Pointing dataset records:
========
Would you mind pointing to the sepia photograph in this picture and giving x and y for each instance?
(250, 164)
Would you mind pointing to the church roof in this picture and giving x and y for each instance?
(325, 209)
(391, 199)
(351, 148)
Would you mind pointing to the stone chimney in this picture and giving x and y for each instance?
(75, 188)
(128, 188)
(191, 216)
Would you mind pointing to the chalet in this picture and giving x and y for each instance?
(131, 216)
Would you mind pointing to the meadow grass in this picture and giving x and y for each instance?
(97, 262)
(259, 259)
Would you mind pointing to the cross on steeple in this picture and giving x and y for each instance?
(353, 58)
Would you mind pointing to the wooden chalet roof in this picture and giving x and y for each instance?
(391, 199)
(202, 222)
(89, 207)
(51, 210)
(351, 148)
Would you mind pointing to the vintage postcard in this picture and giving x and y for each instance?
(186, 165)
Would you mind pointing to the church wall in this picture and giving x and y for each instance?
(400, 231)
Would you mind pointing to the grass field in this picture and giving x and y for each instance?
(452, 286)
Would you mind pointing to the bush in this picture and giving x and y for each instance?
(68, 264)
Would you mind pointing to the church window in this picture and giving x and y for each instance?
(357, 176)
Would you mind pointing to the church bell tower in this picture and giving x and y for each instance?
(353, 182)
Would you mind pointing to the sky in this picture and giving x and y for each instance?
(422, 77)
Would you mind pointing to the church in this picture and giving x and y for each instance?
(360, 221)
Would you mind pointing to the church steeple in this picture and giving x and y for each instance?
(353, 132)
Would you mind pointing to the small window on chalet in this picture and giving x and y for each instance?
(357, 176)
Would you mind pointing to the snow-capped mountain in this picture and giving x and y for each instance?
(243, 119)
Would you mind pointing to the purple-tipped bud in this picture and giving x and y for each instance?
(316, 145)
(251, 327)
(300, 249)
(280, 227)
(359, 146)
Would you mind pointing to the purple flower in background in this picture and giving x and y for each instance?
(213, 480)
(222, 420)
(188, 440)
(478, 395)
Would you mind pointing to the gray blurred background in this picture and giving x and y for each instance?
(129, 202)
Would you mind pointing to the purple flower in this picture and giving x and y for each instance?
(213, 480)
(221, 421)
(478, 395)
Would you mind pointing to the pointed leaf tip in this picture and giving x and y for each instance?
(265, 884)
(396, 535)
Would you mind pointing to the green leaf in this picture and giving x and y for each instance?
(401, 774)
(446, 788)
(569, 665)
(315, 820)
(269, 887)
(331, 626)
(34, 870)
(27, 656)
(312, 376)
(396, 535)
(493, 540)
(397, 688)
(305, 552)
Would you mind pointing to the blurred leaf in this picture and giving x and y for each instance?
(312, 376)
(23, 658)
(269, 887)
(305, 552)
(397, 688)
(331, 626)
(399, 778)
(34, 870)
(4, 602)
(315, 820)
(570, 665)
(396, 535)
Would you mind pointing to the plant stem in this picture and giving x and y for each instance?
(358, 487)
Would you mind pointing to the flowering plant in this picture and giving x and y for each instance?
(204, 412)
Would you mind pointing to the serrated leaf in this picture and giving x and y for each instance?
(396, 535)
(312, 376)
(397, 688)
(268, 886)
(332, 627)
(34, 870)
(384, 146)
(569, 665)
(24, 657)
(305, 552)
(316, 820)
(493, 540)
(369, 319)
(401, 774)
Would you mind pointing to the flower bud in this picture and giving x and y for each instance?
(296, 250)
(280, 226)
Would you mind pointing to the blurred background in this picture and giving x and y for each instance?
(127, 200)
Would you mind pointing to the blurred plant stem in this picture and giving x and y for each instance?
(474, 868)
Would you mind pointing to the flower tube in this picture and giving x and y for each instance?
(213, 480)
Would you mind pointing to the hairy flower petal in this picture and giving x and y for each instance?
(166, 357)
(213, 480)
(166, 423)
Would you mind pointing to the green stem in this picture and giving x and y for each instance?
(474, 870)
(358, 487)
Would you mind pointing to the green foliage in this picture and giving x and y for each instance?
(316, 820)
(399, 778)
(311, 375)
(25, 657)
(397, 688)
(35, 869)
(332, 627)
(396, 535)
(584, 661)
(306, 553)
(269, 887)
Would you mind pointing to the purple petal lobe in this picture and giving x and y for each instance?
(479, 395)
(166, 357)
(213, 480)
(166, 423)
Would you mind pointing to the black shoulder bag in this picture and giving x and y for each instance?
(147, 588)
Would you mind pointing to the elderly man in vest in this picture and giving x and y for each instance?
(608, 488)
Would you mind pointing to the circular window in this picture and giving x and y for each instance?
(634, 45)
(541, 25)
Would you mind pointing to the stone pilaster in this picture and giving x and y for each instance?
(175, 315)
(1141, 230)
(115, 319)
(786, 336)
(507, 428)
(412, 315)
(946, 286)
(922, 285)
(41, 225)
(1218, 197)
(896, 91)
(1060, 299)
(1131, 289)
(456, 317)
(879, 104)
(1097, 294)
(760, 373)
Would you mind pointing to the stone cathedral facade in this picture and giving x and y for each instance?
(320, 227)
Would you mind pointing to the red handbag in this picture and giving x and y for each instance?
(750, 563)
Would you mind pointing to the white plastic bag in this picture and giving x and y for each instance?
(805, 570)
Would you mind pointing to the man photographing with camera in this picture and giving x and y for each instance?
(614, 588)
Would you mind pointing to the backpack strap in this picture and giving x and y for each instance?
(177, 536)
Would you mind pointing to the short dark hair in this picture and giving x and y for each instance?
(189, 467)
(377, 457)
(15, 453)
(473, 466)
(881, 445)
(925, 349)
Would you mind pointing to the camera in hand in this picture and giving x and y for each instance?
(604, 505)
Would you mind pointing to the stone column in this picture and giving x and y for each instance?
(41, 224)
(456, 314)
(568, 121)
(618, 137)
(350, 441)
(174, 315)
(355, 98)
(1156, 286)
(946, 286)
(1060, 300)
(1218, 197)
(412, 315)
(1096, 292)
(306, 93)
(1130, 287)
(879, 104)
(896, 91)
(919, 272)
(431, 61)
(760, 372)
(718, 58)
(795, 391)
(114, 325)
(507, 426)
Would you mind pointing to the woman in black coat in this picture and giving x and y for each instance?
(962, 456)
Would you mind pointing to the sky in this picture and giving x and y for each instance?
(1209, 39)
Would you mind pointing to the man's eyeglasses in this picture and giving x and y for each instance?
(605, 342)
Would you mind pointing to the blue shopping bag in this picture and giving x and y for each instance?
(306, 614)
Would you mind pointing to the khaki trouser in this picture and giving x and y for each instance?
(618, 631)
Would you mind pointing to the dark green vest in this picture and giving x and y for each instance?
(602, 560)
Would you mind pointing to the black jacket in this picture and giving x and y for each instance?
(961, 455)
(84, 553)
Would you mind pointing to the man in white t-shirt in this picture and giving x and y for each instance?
========
-- STATED GOAL --
Please return the data above exactly as given.

-- FULL ANSWER --
Would you mind pointing to the sepia photograph in this picture and giving x and y for each instance?
(250, 164)
Would you mind pointing to the church roof in this picture and giving x and y for each instance?
(325, 209)
(391, 199)
(351, 148)
Would you mind pointing to the stone chimney in this picture and giving x and y for each instance?
(75, 188)
(128, 188)
(191, 216)
Would you mind pointing to the chalet in this picture and giving x and y for each instance?
(131, 216)
Would you mind pointing to the meadow grass in this picture and giving x and y for each instance?
(97, 262)
(259, 259)
Would you mind pointing to the cross on steeple in this picture and giving x and y for each instance?
(353, 58)
Would you mind pointing to the wooden chalet roof in this picture and giving x and y for each instance?
(391, 199)
(202, 222)
(89, 207)
(51, 210)
(351, 148)
Would you mind pointing to the vintage postcard in this picture and giving x and y for each instance?
(186, 165)
Would you mind pointing to the church wall in this picture and giving x and y for each instance?
(400, 231)
Would you mind pointing to the grass field in this picture and giving x and y for each instance?
(452, 286)
Would you mind pointing to the bush in this picture and giving x and y for each instance?
(68, 264)
Would you mind pointing to the church window in this picture and giving x and y for each instance?
(357, 176)
Would you mind pointing to the church bell tower in this picture and giving x and y for each instance?
(353, 182)
Would you mind pointing to the sky in this picture and giving x and y for each instance?
(422, 77)
Would you mind pointing to the church in this picture and giving x and y for each instance?
(360, 221)
Would you mind pointing to the church steeple in this picture and giving x and y for each instance?
(353, 132)
Would you mind pointing to the small window on chalet in this picture and giving x and y for each instance?
(357, 176)
Would you mind pointing to the snow-capped mountain in this picture and giving x and y for each instance?
(243, 119)
Would you mind pointing to the purple-tipped bud in this picture and giving x and y for each instance?
(316, 145)
(251, 327)
(300, 249)
(280, 227)
(359, 146)
Would you mind pointing to the purple flower in background in this picture and giving x and y for each instance?
(213, 480)
(222, 420)
(188, 440)
(478, 395)
Would you mind pointing to the gray blurred background in this picture and giving x and y for each instance?
(129, 202)
Would you mind pointing to the purple flower in this picture and giving x and y for each instance?
(213, 480)
(221, 421)
(478, 395)
Would you mind pointing to the pointed leaf tip in this picture and giving x and y for each instance?
(265, 884)
(396, 535)
Would you mind pointing to the green leaf in this picture and giving x and y for each instance?
(401, 774)
(446, 788)
(569, 665)
(315, 820)
(269, 887)
(331, 626)
(34, 870)
(27, 656)
(312, 376)
(396, 535)
(493, 540)
(397, 688)
(305, 552)
Would you mind pointing to the blurred leaf in this picture and giving x and y for each instance?
(312, 376)
(23, 658)
(269, 887)
(305, 552)
(397, 688)
(331, 626)
(399, 778)
(34, 870)
(4, 602)
(315, 820)
(570, 665)
(396, 535)
Would you mind pointing to the plant stem in this picture and giving x and y for each instance?
(358, 487)
Would you mind pointing to the flowering plant in this picture and giving x and y for each instance?
(204, 412)
Would you mind pointing to the serrated leaf in this picture and giving x and y for each instance?
(396, 535)
(312, 376)
(397, 688)
(268, 886)
(332, 627)
(34, 870)
(384, 146)
(569, 665)
(24, 657)
(305, 552)
(316, 820)
(493, 540)
(369, 319)
(401, 774)
Would you mind pointing to the flower bud in this picture and giving x and y for each instance?
(296, 250)
(280, 226)
Would you mind pointing to the blurred background in this picture and giving x and y for each instance?
(127, 200)
Would you mind pointing to the blurred plant stem in this picture and giving x and y for each instance?
(474, 868)
Would you mind pointing to the flower tube in this picture and giving x and y for each instance?
(213, 480)
Would you mind pointing to the hairy flower petal in this picture and giving x and y for each instance?
(166, 357)
(213, 480)
(166, 423)
Would you mind pointing to the green stem in this picture and giving x and y for each instance?
(474, 870)
(358, 487)
Would you mind pointing to the green foliage in this picture and giving x and y for each instance?
(316, 820)
(399, 778)
(311, 375)
(25, 657)
(397, 688)
(35, 869)
(332, 627)
(396, 535)
(584, 661)
(306, 553)
(269, 887)
Would you mind pointing to the purple petal lobe in this picture and giving x and y for each instance?
(479, 395)
(166, 357)
(213, 480)
(166, 423)
Would you mind pointing to the black shoulder bag in this picture and giving x and y for each instance?
(147, 588)
Would you mind pointing to the elderly man in vest in this picture and giving x and y for each instance?
(608, 488)
Would you mind pointing to the circular window in this picture and giving x and y for each instance?
(634, 45)
(541, 25)
Would you mind pointing to the stone pilaster in this picture and giving x and y for each instance?
(175, 315)
(1141, 230)
(115, 319)
(786, 336)
(507, 428)
(412, 315)
(946, 286)
(922, 285)
(41, 225)
(1218, 197)
(896, 91)
(1060, 299)
(1131, 289)
(456, 317)
(879, 104)
(1097, 294)
(760, 373)
Would you mind pointing to the stone cathedral facade in this picture and giving x and y for each instance?
(320, 227)
Would you mind pointing to the red handbag in this picture and giving x and y for each instance?
(750, 563)
Would you mind pointing to the white plastic bag in this picture and giving x and y for each instance?
(805, 570)
Would you mind pointing to the man photographing with camera in this picture and giving x and y for each instance?
(614, 588)
Would you mind pointing to the backpack strap in this picture and giving x and y for each instance?
(177, 536)
Would you mind pointing to the short dark hair in this picture and giving x and y for each instance?
(189, 467)
(377, 457)
(15, 453)
(473, 466)
(881, 445)
(925, 349)
Would you mind pointing to the camera in hand in this picture and giving x and y for each instance?
(604, 505)
Would you mind pointing to the stone column in this picture and giving x and y for each instance?
(41, 224)
(456, 314)
(568, 121)
(618, 137)
(350, 441)
(174, 315)
(355, 98)
(1156, 286)
(946, 286)
(1060, 300)
(1218, 197)
(412, 315)
(1096, 292)
(306, 93)
(1130, 287)
(879, 104)
(896, 91)
(919, 272)
(431, 61)
(760, 372)
(718, 58)
(795, 391)
(114, 325)
(507, 426)
Would you mind pointing to the woman in black coat in this picture and giving x and y for each instance?
(962, 456)
Would you mind pointing to the sky in this picture and giving x and y for each instance?
(1209, 39)
Would you mind pointing to the man's eyeglasses in this picture and giving x and y for each instance?
(605, 342)
Would you mind pointing to the blue shopping bag in this picture and giving x and y for each instance?
(306, 614)
Would you mind pointing to the khaki trouser in this picture and giving x and y for each instance?
(618, 631)
Would you mind pointing to the dark green vest in this picture and giving x and y for each instance?
(602, 560)
Would you mind pointing to the black jacket in this picture and giving x and y for each instance?
(961, 455)
(84, 553)
Would you mind pointing to the man in white t-shirt in this picture and giving x and y for each instance?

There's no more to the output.